WHAT YOU ARE ASKED TO DO: Print out all of the data below, keeping it identical to the original.

Data excerpts:
┄┄┄┄┄┄┄┄┄┄┄┄┄┄┄┄┄┄┄┄

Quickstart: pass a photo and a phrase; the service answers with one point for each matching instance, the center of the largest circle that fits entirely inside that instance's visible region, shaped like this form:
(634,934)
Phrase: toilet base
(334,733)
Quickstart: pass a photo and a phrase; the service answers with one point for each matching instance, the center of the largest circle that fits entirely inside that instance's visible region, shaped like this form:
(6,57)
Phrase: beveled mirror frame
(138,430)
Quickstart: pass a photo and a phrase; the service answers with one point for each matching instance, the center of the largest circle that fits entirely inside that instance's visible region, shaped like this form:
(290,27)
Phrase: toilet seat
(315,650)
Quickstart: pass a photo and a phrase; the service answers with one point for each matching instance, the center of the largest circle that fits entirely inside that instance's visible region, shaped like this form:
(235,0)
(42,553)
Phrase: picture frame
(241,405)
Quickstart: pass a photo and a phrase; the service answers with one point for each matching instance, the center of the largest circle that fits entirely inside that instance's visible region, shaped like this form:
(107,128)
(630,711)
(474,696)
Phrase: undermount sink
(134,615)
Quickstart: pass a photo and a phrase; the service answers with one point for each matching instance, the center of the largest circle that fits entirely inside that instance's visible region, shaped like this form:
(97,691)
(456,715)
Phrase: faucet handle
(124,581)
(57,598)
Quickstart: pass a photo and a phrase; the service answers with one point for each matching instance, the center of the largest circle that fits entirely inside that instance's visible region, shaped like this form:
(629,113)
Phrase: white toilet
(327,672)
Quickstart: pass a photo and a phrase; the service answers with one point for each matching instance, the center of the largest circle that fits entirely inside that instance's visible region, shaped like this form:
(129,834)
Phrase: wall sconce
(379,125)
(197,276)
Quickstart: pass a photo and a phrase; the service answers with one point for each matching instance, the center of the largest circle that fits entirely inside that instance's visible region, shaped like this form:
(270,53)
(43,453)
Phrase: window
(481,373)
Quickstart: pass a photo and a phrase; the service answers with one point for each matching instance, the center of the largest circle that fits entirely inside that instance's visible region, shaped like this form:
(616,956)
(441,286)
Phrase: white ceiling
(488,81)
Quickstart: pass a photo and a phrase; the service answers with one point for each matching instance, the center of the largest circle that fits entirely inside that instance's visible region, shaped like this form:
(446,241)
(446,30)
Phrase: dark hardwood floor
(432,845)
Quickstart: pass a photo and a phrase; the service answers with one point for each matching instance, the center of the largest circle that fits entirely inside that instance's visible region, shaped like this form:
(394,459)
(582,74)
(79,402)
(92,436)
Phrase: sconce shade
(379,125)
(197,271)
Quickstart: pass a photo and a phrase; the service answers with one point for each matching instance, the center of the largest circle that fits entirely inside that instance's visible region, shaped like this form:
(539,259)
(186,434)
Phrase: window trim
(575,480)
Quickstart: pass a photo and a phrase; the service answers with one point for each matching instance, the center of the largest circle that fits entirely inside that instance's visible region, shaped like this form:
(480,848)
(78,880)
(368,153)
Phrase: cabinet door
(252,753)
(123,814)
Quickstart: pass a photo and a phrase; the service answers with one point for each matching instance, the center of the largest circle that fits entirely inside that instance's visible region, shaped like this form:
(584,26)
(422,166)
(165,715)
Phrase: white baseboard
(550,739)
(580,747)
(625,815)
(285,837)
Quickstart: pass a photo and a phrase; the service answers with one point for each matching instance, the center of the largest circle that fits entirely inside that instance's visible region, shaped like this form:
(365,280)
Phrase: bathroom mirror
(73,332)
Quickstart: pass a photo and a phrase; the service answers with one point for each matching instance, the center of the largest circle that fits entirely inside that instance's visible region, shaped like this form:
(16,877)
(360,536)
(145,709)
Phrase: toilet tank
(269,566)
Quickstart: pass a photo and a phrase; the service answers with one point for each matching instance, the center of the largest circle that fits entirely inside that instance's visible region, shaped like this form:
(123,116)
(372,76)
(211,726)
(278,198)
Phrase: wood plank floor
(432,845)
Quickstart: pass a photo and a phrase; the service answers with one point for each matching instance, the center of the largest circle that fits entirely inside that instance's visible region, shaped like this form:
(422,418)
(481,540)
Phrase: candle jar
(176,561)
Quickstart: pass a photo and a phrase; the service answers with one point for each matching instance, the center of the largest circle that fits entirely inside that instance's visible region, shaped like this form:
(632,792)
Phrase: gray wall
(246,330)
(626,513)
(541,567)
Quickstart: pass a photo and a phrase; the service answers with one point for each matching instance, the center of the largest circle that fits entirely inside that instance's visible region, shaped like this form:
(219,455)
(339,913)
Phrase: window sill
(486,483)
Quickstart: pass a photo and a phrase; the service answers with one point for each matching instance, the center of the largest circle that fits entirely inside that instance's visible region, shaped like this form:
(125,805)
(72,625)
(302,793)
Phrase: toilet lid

┄┄┄┄┄┄┄┄┄┄┄┄┄┄┄┄┄┄┄┄

SOLUTION:
Quickstart: pass a photo and a phrase; the service answers with one point for each matching instance, the center of the largest circle that fits entirely inside that instance's visible region, shaped like this form:
(634,934)
Phrase: toilet base
(334,733)
Quickstart: pass a photo and a phrase; the service answers with one point for each matching instance, the center of the largest circle that fits entirely inside that instance's visible region, shaped like this form:
(6,57)
Phrase: beveled mirror frame
(138,430)
Quickstart: pass a photo and a phrase; the service answers with one point for each matching instance, the center of the largest circle that fits entirely inside that instance's visible region, shaped like this form:
(290,27)
Phrase: toilet seat
(315,650)
Quickstart: pass a photo and a phrase; the service answers with one point for each matching instance, the center of the largest circle that fits entirely inside that instance's visible region, shaped like this form:
(235,0)
(42,553)
Phrase: picture frame
(241,405)
Quickstart: pass a photo and a phrase; the service answers with one point for each matching instance, the center of the largest circle that fits entirely inside that instance's visible region, shaped like this form:
(107,128)
(630,711)
(474,696)
Phrase: undermount sink
(134,615)
Quickstart: pass a photo and a phrase; the service answers with one point for each matching instance, the center of the largest circle that fits entirely inside that instance's visible region, shaped like this form:
(97,691)
(456,715)
Phrase: faucet handle
(124,581)
(57,598)
Quickstart: pass a photo and a phrase; the service answers with one point for each matching instance, the center of the largest circle that fits entirely inside that instance's visible region, shaped like this form:
(629,113)
Phrase: white toilet
(327,672)
Quickstart: pass a photo and a phrase; the service answers with one point for each matching instance, the center of the largest circle that fits entirely inside that instance's visible region, shaped like this form:
(129,834)
Phrase: wall sconce
(379,125)
(197,276)
Quickstart: pass a photo and a phrase; the service answers with one point for each matching instance, the center of the largest circle that fits entirely inside that instance's visible region, shaped like this form:
(270,53)
(43,453)
Phrase: window
(481,373)
Quickstart: pass a photo and a phrase; the service answers with one point for each matching instance, the center of the largest circle that fits entirely inside that instance's visible region, shaped like this form:
(616,956)
(441,286)
Phrase: white ceiling
(488,81)
Quickstart: pass a photo and a phrase; the service answers with one point for each matching instance, the center of the largest circle that fits entirely inside that instance's visible region, shaped like this form:
(446,241)
(446,30)
Phrase: dark hardwood floor
(432,845)
Quickstart: pass a photo and a phrase; the service answers with one point for each matching instance, the center of the largest circle that fits entirely inside that instance's visible region, shaped like this form:
(394,459)
(582,74)
(79,402)
(92,436)
Phrase: sconce shade
(379,125)
(197,271)
Quickstart: pass a photo and a phrase; the service answers with one point for each matching instance, the center of the largest circle that fits entirely inside that instance's visible region, shaped like this form:
(539,259)
(186,434)
Phrase: window trim
(575,480)
Quickstart: pass a photo and a phrase; the service answers with one point for each matching instance, the center of the largest circle that fits entirely inside that instance's visible region, shaped like this form:
(480,848)
(78,880)
(368,153)
Phrase: cabinet door
(252,753)
(123,814)
Quickstart: pass a photo and a phrase; the service answers with one point for each matching instance, the center of the largest circle that fits entirely inside that instance's visible region, shaped like this form:
(584,26)
(422,166)
(165,715)
Phrase: white baseboard
(550,739)
(580,747)
(625,815)
(285,837)
Quickstart: pass a photo and a phrase; the service answers with one point for each matching instance, the center of the largest circle that fits entirely inside that instance's visible region, shaped like this form:
(365,280)
Phrase: bathroom mirror
(73,332)
Quickstart: pass a photo and a phrase; the service answers with one point for each matching instance, the center of the largest circle that fits entirely inside that instance's visible region, shaped like this form:
(16,877)
(360,536)
(145,709)
Phrase: toilet tank
(269,566)
Quickstart: pass a photo and a phrase; the service answers with one point for each matching instance, the center of the largest circle that fits entirely inside that instance's visible region, shaped like this form:
(123,116)
(372,76)
(211,726)
(278,198)
Phrase: wood plank floor
(432,845)
Quickstart: pass a photo and a phrase; the service answers with one point for each matching instance, the center of the largest circle that fits entirely inside that instance's visible region, shaped like this form:
(422,418)
(481,540)
Phrase: candle jar
(176,561)
Quickstart: pass a photo and a phrase; the service answers with one point for each matching instance, the center of the largest circle that fits entirely inside that instance's visible region, shaped like this form:
(632,792)
Phrase: gray wall
(246,330)
(626,513)
(541,567)
Quickstart: pass a photo and a phrase; the service answers with one point for each matching instance, the center of the largest circle that fits entirely inside that instance's visible region, shaped like this form:
(219,455)
(339,913)
Phrase: window sill
(486,483)
Quickstart: pass a photo and a phrase; the service answers with one point for each matching instance, the center of the largest circle that fits entirely inside that instance's visible region, shaped like this form:
(125,805)
(72,625)
(302,793)
Phrase: toilet lid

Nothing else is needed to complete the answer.